Spain’s northern Basque Country votes Sunday in a regional election that polls suggest will be won by the left-wing separatist Bildu, seen as the heir of the political wing of the defunct armed separatist group ETA.

The outcome could leave Prime Minister Pedro Sanchez’s ruling Socialist Worker’s party in the difficult position of having to decide between two key parliamentary allies.

Polls predict a victory for EH Bildu, a coalition which has worked to disassociate itself from ETA whose bloody struggle for an independent Basque homeland claimed 850 lives before it rejected violence in 2011.

More than 700 polling stations opened at 9:00 am (0700 GMT) with some 1.8 million voters eligible to cast their ballots for 75 lawmakers in the Basque regional parliament. Voting closes at 8:00 pm.

With a large following among young people thanks to its strong stance on social issues, Bildu has climbed steadily in the polls and now looks set to win the most votes.

“We are facing an opportunity for a change that leaves behind outdated policies and ways of doing politics, and that reverses the sense of inertia,” Bildu’s candidate for regional leader, Pello Otxandiano, told reporters after voting in his home town of Otxandio.

If polls are correct, Bildu looks set for a historic win, inching ahead of separatist Basque Nationalist Party (PNV), a centrist faction that has ruled the region for decades.

“Before, the only party looking after Basque interests was the PNV, so everyone voted for them regardless of their political leanings,” 40-year-old social worker Elena Garcia, 40, told AFP in Bilbao, saying the ETA era was now well in the past.

“But now if you are left-wing and more socially minded, you will vote for Bildu,” Garcia added.

– Socialists as kingmaker –

Surveys indicate it will be a tight race with neither party set to win an absolute majority, leaving the regional branch of the Socialist party as kingmaker.

Sanchez’s Socialist-led government relies on key support from a network of regional allies, including both the PNV and Bildu, to govern, meaning the decision could cost him.

But Eurasia Group analyst Federico Santi said it was “unlikely that the result of the election would threaten the stability of (Sanchez’s) government”.

Until now, the PNV has governed the Basque Country in coalition with the Socialists, who have already ruled out supporting Bildu, whose leader, Arnaldo Otegi, was convicted of ETA membership but later credited with helping steer the group away from violence.

“Condemning terrorism is (Bildu’s) outstanding debt to Basque society and as long as they do not do that… we will not make any type of deal with them,” the Socialist candidate Eneko Andueza told public radio.

§ **Problem set**
1) Retype part of the Basque election article word for word, beginning at the words "If polls are" and stopping after the words "could cost him.".
2) List every person the Basque election article names.

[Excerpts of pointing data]
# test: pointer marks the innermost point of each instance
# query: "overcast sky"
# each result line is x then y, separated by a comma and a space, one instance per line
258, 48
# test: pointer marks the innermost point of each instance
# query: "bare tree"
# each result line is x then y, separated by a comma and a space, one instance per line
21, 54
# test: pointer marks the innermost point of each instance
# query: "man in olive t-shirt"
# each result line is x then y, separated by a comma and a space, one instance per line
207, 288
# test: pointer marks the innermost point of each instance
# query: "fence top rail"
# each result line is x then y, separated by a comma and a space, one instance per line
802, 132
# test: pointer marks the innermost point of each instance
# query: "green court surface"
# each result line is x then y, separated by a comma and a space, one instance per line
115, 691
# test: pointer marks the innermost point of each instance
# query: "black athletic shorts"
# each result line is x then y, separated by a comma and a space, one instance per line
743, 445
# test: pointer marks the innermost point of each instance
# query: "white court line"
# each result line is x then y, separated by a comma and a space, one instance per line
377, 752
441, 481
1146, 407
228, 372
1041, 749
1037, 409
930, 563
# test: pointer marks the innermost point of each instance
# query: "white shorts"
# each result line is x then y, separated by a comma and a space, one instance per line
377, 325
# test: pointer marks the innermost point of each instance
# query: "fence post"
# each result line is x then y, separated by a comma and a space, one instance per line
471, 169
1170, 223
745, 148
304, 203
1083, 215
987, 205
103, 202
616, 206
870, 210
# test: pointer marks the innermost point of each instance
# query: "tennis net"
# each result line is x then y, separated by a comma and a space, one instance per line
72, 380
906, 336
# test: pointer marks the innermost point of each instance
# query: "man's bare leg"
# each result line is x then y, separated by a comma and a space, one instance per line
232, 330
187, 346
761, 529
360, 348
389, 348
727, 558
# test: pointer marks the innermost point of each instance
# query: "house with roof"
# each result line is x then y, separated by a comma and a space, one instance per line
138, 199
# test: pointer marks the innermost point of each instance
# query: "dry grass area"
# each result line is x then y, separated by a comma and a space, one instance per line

§ **The results**
1)
If polls are correct, Bildu looks set for a historic win, inching ahead of separatist Basque Nationalist Party (PNV), a centrist faction that has ruled the region for decades.

“Before, the only party looking after Basque interests was the PNV, so everyone voted for them regardless of their political leanings,” 40-year-old social worker Elena Garcia, 40, told AFP in Bilbao, saying the ETA era was now well in the past.

“But now if you are left-wing and more socially minded, you will vote for Bildu,” Garcia added.

– Socialists as kingmaker –

Surveys indicate it will be a tight race with neither party set to win an absolute majority, leaving the regional branch of the Socialist party as kingmaker.

Sanchez’s Socialist-led government relies on key support from a network of regional allies, including both the PNV and Bildu, to govern, meaning the decision could cost him.

2)
Pedro Sanchez
Pello Otxandiano
Elena Garcia
Federico Santi
Arnaldo Otegi
Eneko Andueza